Stored data entries:
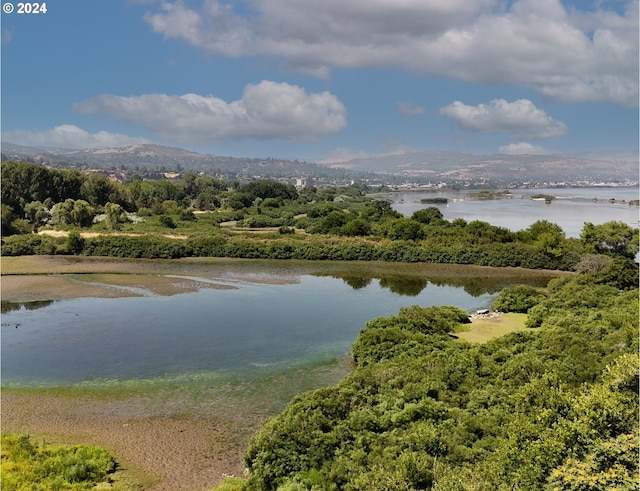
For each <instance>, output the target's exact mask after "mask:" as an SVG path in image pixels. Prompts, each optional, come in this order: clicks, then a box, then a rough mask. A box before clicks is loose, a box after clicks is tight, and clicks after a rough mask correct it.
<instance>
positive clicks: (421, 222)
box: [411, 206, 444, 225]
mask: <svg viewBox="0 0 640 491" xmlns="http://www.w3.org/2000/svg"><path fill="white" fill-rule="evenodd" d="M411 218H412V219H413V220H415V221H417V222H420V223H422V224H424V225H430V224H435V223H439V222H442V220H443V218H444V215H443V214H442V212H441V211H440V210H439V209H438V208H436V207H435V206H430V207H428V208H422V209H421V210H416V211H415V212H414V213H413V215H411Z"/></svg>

* * *

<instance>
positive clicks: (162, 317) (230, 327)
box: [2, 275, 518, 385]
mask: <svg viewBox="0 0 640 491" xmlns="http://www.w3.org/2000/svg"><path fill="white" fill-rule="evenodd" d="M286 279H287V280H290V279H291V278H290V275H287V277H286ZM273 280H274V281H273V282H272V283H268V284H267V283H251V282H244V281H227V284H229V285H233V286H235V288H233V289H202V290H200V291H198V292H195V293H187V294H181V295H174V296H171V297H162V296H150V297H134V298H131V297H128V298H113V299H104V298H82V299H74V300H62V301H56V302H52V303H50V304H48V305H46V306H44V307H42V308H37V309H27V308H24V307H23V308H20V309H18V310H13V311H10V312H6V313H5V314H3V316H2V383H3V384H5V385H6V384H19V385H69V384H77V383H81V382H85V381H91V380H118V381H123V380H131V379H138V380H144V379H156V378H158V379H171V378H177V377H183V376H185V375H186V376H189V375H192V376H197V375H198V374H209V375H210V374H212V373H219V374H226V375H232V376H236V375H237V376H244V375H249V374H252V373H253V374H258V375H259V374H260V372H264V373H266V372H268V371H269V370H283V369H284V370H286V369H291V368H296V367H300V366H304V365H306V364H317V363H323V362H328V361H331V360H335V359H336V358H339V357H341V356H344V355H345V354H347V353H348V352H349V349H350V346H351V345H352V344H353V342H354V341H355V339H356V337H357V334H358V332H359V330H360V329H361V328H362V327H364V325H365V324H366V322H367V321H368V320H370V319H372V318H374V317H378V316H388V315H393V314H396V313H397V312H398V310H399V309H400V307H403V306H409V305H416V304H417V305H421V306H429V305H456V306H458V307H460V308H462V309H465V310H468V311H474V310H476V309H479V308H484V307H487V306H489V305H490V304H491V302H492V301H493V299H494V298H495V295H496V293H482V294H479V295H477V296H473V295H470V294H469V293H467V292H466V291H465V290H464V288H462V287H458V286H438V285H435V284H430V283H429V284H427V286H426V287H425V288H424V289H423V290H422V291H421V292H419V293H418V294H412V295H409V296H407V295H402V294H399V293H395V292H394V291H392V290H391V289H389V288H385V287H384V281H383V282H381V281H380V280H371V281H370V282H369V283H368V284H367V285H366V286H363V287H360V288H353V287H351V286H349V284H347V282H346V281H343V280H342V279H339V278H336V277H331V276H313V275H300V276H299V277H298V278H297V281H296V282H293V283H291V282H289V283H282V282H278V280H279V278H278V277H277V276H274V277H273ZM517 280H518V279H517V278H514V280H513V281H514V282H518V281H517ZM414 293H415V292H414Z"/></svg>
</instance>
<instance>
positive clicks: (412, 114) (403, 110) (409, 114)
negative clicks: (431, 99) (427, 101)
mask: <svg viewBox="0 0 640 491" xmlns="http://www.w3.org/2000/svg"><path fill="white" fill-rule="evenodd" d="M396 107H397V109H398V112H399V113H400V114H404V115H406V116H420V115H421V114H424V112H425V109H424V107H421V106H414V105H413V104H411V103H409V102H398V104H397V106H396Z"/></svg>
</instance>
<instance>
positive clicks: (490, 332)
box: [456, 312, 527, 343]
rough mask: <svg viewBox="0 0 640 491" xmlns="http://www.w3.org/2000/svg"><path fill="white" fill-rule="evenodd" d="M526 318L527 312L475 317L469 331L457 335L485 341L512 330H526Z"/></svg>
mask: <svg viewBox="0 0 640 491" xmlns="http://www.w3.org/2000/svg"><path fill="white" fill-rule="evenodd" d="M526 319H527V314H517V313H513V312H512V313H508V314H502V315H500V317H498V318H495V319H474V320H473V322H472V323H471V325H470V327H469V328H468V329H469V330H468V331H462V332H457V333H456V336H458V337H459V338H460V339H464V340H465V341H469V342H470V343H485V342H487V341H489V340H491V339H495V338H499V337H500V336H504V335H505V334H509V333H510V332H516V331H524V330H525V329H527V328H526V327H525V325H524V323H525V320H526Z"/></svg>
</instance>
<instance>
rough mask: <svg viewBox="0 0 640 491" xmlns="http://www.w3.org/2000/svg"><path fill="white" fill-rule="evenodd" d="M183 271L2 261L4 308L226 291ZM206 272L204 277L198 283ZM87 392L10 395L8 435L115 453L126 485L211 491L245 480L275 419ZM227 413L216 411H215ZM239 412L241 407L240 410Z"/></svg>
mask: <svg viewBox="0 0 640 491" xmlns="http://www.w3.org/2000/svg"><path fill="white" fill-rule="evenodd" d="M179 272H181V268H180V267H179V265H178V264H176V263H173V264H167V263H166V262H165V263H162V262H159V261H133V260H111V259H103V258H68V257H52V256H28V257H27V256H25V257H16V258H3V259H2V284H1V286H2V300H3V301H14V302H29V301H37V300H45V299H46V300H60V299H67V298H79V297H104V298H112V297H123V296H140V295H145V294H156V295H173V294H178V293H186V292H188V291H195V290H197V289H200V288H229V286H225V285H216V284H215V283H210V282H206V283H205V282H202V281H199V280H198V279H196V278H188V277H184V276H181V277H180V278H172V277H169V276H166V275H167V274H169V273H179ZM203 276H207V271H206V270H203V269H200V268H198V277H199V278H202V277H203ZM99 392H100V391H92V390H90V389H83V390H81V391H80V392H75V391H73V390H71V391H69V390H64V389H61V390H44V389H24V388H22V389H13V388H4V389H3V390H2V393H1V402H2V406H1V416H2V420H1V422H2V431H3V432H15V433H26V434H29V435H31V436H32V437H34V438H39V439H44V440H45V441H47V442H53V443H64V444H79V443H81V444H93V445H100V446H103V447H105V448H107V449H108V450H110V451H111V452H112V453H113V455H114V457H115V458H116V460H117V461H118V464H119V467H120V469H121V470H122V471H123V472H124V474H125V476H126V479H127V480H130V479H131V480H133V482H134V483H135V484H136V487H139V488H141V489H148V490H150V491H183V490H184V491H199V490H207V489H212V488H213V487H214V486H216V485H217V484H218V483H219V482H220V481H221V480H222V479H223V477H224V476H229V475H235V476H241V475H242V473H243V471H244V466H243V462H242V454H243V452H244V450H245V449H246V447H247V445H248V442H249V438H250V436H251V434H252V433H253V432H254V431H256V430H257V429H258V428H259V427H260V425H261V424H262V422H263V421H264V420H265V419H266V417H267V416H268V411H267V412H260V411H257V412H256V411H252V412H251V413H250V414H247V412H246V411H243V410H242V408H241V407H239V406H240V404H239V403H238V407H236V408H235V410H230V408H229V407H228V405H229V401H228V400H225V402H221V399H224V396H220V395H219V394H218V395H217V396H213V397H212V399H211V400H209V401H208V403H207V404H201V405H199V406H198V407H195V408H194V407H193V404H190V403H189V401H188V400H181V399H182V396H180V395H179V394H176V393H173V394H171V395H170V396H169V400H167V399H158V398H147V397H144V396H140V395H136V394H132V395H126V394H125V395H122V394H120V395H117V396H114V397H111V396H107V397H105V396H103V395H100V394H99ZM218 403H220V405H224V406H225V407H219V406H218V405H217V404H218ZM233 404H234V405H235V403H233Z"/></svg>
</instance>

Exercise goal: Please return every line of the records that contains the word "positive", treating uppercase and lowercase as different.

Task response:
positive clicks: (421, 222)
positive clicks: (162, 317) (230, 327)
positive clicks: (412, 114) (403, 110) (409, 114)
positive clicks: (490, 332)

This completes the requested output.